● **Task goal**:
Copy every line of the records below without changing anything, but leave the picture out of your answer.

● **Dataset records**:

<<<<

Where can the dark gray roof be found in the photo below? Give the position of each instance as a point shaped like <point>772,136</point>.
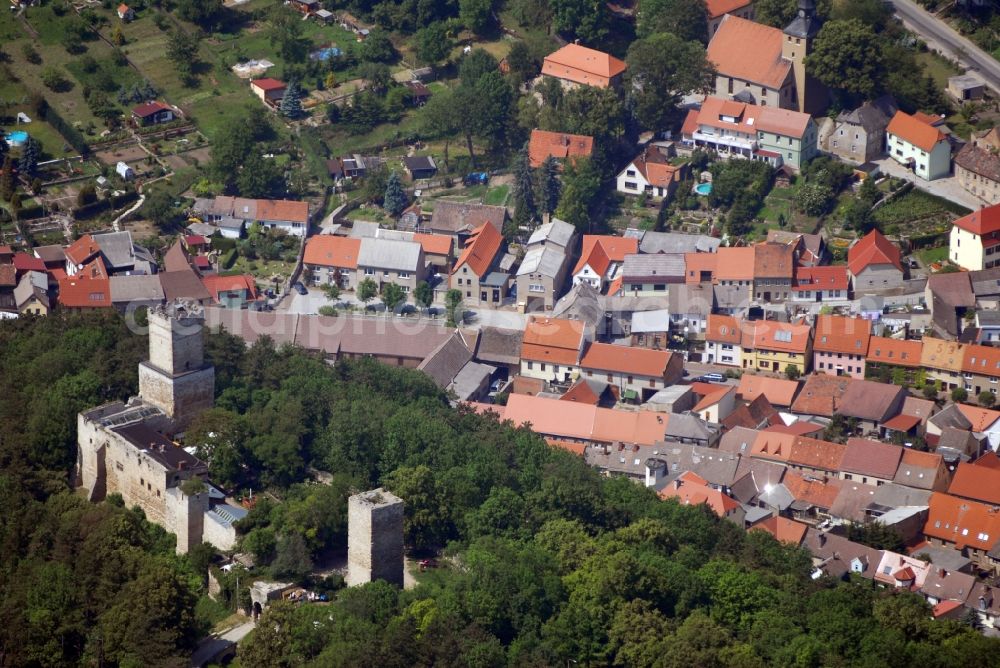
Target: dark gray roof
<point>452,217</point>
<point>444,363</point>
<point>666,267</point>
<point>676,242</point>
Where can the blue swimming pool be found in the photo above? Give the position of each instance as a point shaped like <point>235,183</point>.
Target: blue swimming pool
<point>325,54</point>
<point>16,137</point>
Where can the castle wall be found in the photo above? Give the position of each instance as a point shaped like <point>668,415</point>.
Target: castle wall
<point>374,538</point>
<point>180,397</point>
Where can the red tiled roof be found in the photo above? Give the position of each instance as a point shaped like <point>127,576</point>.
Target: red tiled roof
<point>750,51</point>
<point>816,454</point>
<point>874,248</point>
<point>723,329</point>
<point>691,489</point>
<point>984,221</point>
<point>783,529</point>
<point>779,391</point>
<point>599,251</point>
<point>216,284</point>
<point>89,288</point>
<point>150,108</point>
<point>717,8</point>
<point>839,334</point>
<point>894,351</point>
<point>559,145</point>
<point>582,65</point>
<point>962,522</point>
<point>327,250</point>
<point>821,278</point>
<point>554,340</point>
<point>626,360</point>
<point>480,250</point>
<point>268,84</point>
<point>82,249</point>
<point>980,483</point>
<point>24,262</point>
<point>915,131</point>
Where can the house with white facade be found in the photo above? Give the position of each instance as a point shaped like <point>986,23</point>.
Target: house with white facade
<point>740,130</point>
<point>918,145</point>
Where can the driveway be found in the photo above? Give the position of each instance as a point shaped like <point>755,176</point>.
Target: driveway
<point>938,33</point>
<point>947,187</point>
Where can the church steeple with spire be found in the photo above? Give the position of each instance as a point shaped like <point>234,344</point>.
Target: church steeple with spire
<point>798,43</point>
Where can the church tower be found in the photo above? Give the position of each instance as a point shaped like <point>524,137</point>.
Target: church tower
<point>798,43</point>
<point>176,379</point>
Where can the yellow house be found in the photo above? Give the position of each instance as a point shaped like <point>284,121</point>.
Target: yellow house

>>>>

● **Finished exercise**:
Where can the dark gray roof be found in the photo below? Give the position of each instance as a point shaped like <point>772,136</point>.
Target: dark gray roof
<point>452,217</point>
<point>444,363</point>
<point>666,267</point>
<point>676,242</point>
Where can the blue swimming pool be found in the photo above? Give the position of each instance as a point shaped like <point>235,183</point>.
Target: blue swimming pool
<point>325,54</point>
<point>16,137</point>
Where can the castle wall be found in the photo above? Give the position of each instance as a point shaped like <point>668,415</point>.
Target: castle wall
<point>374,538</point>
<point>180,397</point>
Where can the red tiled roof be found in the photo above? Give the position of each instance as a point shaped like <point>127,576</point>.
Target: red tiled roof
<point>750,51</point>
<point>816,454</point>
<point>874,248</point>
<point>723,329</point>
<point>691,489</point>
<point>984,221</point>
<point>783,529</point>
<point>779,391</point>
<point>599,251</point>
<point>216,284</point>
<point>89,288</point>
<point>150,108</point>
<point>717,8</point>
<point>839,334</point>
<point>894,351</point>
<point>559,145</point>
<point>582,65</point>
<point>962,522</point>
<point>327,250</point>
<point>821,278</point>
<point>554,340</point>
<point>626,360</point>
<point>480,250</point>
<point>268,84</point>
<point>82,249</point>
<point>980,483</point>
<point>24,262</point>
<point>915,131</point>
Where can the house with white facade be found in the photo above? Give the position of each instance as a point shaped like <point>986,23</point>.
Target: house with white facade
<point>740,130</point>
<point>918,145</point>
Where can the driveway be found in the photo above? Give the position of each instance as a point shaped like <point>755,176</point>.
Target: driveway
<point>938,33</point>
<point>947,187</point>
Where can the church steeple with spire be found in the photo above? Give the position of each instance as a point shaped like <point>234,344</point>.
Target: church steeple with spire
<point>798,43</point>
Where can the church tower be found in the photo above? Give the position of each instance as a point shaped like <point>524,137</point>.
Target: church tower
<point>798,43</point>
<point>176,379</point>
Where can the yellow house be found in the photo above? Give the position of each instance as a point shaped like <point>284,121</point>.
Target: yellow house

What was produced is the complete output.